**Texte de la page**

Des baisses toujours plus importantes des moyens et du personnel consulaire
Au même titre que Jean-Yves Leconte, les élus consulaires Gaëlle Barré (PS – Italie) et Bertrand Dupont (LR- Amérique Latine), ou encore le vice-président de Français du monde à l’AFE, Mehdi Ben Lahcen, accusent une insuffisance de moyens et donc de personnel dans les administrations à l’étranger. En effet, étant tous en place depuis un certain nombre d’années, ils font part des réductions d’effectifs dans les postes consulaires alors même que la communauté française hors de France ne cesse de croître au fil des ans. Un point que nous pouvons constater avec, par exemple, la suppression de certains postes de consuls honoraires, comme celui de Cancún au Mexique. Bien que cette ville réponde à de nombreux critères demandés afin d’ouvrir une agence consulaire, à savoir avoir une importante communauté française résidant sur place, un flux de touristes français non négligeable, et une distance importante avec l’autre administration la plus proche – ici Mexicó située à 1 300 km de la ville balnéaire – ce poste a été supprimé en 2021, mettant nos compatriotes dans l’embarras.
Une baisse de personnel qui ne date pas d’aujourd’hui
L’amoindrissement du nombre de fonctionnaires à l’étranger ne date pas d’aujourd’hui. Comme nous pouvons le constater dans un article signé Les Échos en 2018, Gérald Darmanin, à l’époque ministre de l’Action et des Comptes publics, annonçait la suppression de 10% de ces effectifs. Alors même qu’il y avait déjà eu des coupes de 11% entre 2007 et 2012, et de 6% entre 2012 et 2017.

**Liste des données**
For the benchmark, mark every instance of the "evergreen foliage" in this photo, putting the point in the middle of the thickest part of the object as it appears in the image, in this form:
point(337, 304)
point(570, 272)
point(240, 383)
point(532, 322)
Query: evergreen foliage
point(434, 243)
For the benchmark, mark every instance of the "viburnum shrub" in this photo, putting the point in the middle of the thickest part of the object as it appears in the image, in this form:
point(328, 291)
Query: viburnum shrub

==

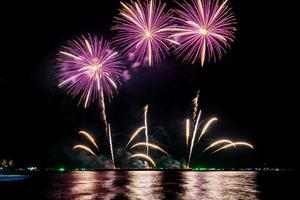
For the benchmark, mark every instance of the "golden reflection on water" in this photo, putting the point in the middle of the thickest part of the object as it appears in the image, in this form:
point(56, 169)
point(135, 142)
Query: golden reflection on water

* * *

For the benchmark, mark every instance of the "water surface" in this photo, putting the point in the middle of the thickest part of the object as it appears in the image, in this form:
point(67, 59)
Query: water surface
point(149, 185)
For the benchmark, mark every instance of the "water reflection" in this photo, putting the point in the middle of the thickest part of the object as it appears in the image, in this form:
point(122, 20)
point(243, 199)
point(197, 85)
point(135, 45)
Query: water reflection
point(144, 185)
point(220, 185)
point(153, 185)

**Consignes**
1. Renvoyez sans rien changer le passage du texte sur le personnel consulaire qui commence par « Une baisse de » et se poursuit jusqu'à « 2012 et 2017. ».
2. Répondez aux questions suivantes à partir du texte sur le personnel consulaire.
(a) Dans quelle ville se trouvait le poste de consul honoraire supprimé en 2021 ?
(b) Quelle distance sépare cette ville de Mexicó ?
(c) De quel pourcentage les effectifs ont-ils été réduits entre 2007 et 2012 ?
3. Prolongez le texte sur le personnel consulaire à partir de l'endroit où il s'arrête.

**Réponses rédigées**
1.
Une baisse de personnel qui ne date pas d’aujourd’hui
L’amoindrissement du nombre de fonctionnaires à l’étranger ne date pas d’aujourd’hui. Comme nous pouvons le constater dans un article signé Les Échos en 2018, Gérald Darmanin, à l’époque ministre de l’Action et des Comptes publics, annonçait la suppression de 10% de ces effectifs. Alors même qu’il y avait déjà eu des coupes de 11% entre 2007 et 2012, et de 6% entre 2012 et 2017.

2.
(a) À Cancún, au Mexique.
(b) 1 300 km.
(c) De 11 %.

3.
Aux yeux de Mehdi Ben Lahcen, “les problèmes observés dans l’administration s’accentuent année après année, à chaque baisse de moyens lui étant octroyés”. Face à ces chiffres, il est donc logique de constater un accroissement des délais de traitement des dossiers de nos compatriotes.
De plus, cela a un impact sur le nombre de tournées consulaires effectuées chaque année. Celles-ci visent à aller à la rencontre des Français qui résident loin des postes consulaires, afin de leur éviter de faire plusieurs longs et onéreux déplacements jusque dans leur consulat. Seulement, avec moins d’effectifs et de budget, les tournées consulaires se font plus rares, comme le constatent Gaëlle Barré en Italie et Bertrand Dupont en Amérique Latine.
Des rendez-vous difficiles à prendre
Lorsqu’un Français de l’étranger souhaite renouveler son passeport ou sa carte d’identité, il doit prendre rendez-vous dans son consulat. Seulement, les sites Internet de ces administrations permettent seulement de regarder les créneaux disponibles sur l’ensemble du mois. Pas sur les suivants. Or, entre la réduction des effectifs et la hausse des demandes évoquées précédemment, la majorité des plages horaires sont réservées rapidement. En réserver une devient donc un casse-tête pour les Français hors de France.
De plus, depuis l’année 2021, l’une des deux sessions de rattrapage par semaine a été supprimée, comme le rappelle Mehdi Ben Lahcen. Celles-ci permettent aux citoyens de vérifier si un créneau s’est libéré suite à l’annulation du rendez-vous par l’un de leurs compatriotes. Les Français de l’étranger ont donc de moins en moins de visibilité.
Des solutions apportées par les Français de l’étranger
Des Français de l’étranger prennent donc le relais pour tenter de pallier certaines difficultés. Effectivement, depuis quelques temps nous voyons fleurir sur Internet et les réseaux sociaux des pages créées par des volontaires afin d’apporter de la visibilité sur les créneaux disponibles sur le long terme.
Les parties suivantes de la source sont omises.